_Brano da leggere:_

Il 15 aprile scorso la famiglia di Alaa Abdel Fattah ha saputo tramite gli avvocati che Alaa era entrato in sciopero della fame almeno dal 13 aprile. Tuttavia, ma non gli era stato concesso di leggere gli atti e le motivazioni che lo hanno portato a iniziare lo sciopero.
La famiglia di Alaa dice che probabilmente il motivo dello sciopero è il divieto di fare i colloqui che dura da più di un mese.
Alaa ha già scontato una pena di 5 anni per manifestazione non autorizzata. Quando è stato arrestato a settembre, al seguito di una serie di proteste scoppiate nel paese, stava scontando altri 5 anni di semilibertà che prevedevano di passare 12 ore notturne in commissariato.
Al momento Alaa si trova nel carcere di massima sicurezza di Tora al Cairo, in isolamento, senza ora d’aria, senza la possibilità di leggere, né scrivere.
Come lui anche uno degli avvocati che lo difendeva, Mohamed Baker.
In questi ultimi due giorni Laila Soueif, la madre di Alaa si è recata davanti al carcere per avere notizie, ma il risultato è stato ore di attesa interminabili e niente di fatto. I secondini non hanno preso neppure il detergente, una soluzione contro la disidratazione e una lettera per il figlio. Qualche settimana fa la dottoressa era stata arrestata con sua figlia, sua sorella e una loro compagna per aver fatto un presidio di fronte al Parlamento. Chiedevano l’amnistia per tuttx i/le detenutx.
L’ultima volta che Alaa è riuscito a parlare delle sue condizioni in una lettera diceva di star bene di salute, ma era preoccupato per le persone fuori, perchè non avendo accesso a giornali o altri mezzi di informazione era veramente difficile immaginare cosa stesse succedendo.
Ricordiamo che dal 10 marzo in tutte le carceri egiziane sono sospesi i colloqui con le famiglie a causa del virus. Sempre per lo stesso motivo i rinnovi avvengono senza che le persone detenute vengano trasferite nei tribunali.
Sono centinaia le compagne e i compagni che si trovano in carcere preventivo, con le solite accuse di diffusione di false notizie, non abbiamo nessuna notizia di cosa stia succedendo dentro.

_Dati in esame:_
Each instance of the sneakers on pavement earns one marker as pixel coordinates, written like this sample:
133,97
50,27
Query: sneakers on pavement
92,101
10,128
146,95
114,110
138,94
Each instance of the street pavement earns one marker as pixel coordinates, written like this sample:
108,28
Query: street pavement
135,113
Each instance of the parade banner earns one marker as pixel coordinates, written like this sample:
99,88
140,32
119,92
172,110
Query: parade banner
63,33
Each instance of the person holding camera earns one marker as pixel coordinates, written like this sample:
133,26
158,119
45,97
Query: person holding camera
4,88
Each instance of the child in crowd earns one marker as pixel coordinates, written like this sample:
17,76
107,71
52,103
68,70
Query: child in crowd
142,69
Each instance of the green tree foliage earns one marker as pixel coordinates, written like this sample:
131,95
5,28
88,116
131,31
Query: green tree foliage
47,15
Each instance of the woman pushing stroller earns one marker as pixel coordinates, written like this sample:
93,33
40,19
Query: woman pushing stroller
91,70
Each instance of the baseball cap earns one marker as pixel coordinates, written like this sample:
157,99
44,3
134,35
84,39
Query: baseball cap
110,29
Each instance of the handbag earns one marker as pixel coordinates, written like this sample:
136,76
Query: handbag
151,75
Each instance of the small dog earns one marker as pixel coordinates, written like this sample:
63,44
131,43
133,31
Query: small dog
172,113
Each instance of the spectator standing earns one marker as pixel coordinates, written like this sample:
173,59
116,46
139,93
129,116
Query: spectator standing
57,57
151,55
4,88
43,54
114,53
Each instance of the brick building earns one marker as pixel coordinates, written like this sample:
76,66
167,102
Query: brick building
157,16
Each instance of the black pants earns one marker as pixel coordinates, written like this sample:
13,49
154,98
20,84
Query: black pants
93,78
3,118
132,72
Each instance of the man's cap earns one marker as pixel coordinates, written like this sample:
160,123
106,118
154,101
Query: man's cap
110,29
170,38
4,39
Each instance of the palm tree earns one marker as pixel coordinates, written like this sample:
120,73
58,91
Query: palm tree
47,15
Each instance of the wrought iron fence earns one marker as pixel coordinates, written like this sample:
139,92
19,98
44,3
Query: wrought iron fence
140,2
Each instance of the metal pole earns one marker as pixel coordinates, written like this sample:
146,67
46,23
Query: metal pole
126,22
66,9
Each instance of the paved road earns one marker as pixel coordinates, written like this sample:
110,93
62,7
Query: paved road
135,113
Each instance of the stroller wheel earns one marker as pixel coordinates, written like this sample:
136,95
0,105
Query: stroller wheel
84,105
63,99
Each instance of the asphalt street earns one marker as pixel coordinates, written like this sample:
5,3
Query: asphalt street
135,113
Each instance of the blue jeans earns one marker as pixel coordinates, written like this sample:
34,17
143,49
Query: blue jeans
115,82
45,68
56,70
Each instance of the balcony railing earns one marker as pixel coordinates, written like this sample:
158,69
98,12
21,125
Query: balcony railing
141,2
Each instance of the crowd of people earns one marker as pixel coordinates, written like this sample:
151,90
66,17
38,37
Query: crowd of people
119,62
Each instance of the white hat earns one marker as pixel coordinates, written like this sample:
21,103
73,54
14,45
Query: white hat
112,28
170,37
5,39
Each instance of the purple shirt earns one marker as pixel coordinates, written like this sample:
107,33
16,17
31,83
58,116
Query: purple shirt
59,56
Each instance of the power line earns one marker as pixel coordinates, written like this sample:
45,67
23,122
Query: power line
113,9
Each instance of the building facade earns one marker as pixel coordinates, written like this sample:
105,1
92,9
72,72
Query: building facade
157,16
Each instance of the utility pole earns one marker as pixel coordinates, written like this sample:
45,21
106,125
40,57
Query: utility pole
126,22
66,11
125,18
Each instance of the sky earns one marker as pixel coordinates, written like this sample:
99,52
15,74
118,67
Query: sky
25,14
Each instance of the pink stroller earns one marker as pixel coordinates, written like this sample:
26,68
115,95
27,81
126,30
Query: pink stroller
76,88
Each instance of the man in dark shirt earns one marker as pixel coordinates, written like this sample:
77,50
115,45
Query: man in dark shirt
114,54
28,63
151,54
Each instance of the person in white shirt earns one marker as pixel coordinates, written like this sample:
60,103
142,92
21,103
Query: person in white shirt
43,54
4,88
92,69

_Quesiti da svolgere:_
a) Nel brano su Alaa Abdel Fattah, perché Alaa, nella sua ultima lettera, si diceva preoccupato per le persone fuori? Rispondi in una o due frasi.
b) Rispondi per favore a queste domande sul brano su Alaa Abdel Fattah, una per riga:
(i) Quanti anni di pena ha già scontato Alaa per manifestazione non autorizzata?
(ii) In quale carcere si trova al momento?
(iii) Da quale data sono sospesi i colloqui con le famiglie nelle carceri egiziane?
c) Prosegui il brano su Alaa Abdel Fattah a partire dalla sua ultima frase.

_Risposte per quesito:_
a) Alaa era preoccupato perché non aveva accesso a giornali o ad altri mezzi di informazione, quindi gli era molto difficile immaginare cosa stesse succedendo fuori.

b)
(i) 5 anni.
(ii) Nel carcere di massima sicurezza di Tora, al Cairo.
(iii) Dal 10 marzo.

c)
Dal 24 marzo il regime ha istituito il coprifuoco dalle 7 di sera alle 6 di mattina, che poi è stato alleggerito dalle 8 alle 6 di mattina, questa misura ha portato all’arresto di più di mille persone che non si sono attenute alle disposizione del regime.
Continuano, dunque, quindi gli arresti nonostante la situazione di emergenza sanitaria anche nei confronti di chi dà voce alla situazione all’interno delle carceri denunciando le condizioni di compagne e compagni in carcere. Il 29 marzo Noha Kamal, una compagna di Alessandria è stata prelevata dalla propria abitazione e trasferita direttamente nel carcere di al-Qanater al Cairo. Dopo l’ennesimo processo farsa con le solite accuse, ora si trova reclusa anche lei in attesa di processo.
Oggi, 21 aprile, l’attivista per la difesa dei minori in carcere, Marwa Arafa, moglie del socialista rivoluzionario Tamer Mowafy è stata prelevata da casa dalla polizia e vittima di sparizione forzata.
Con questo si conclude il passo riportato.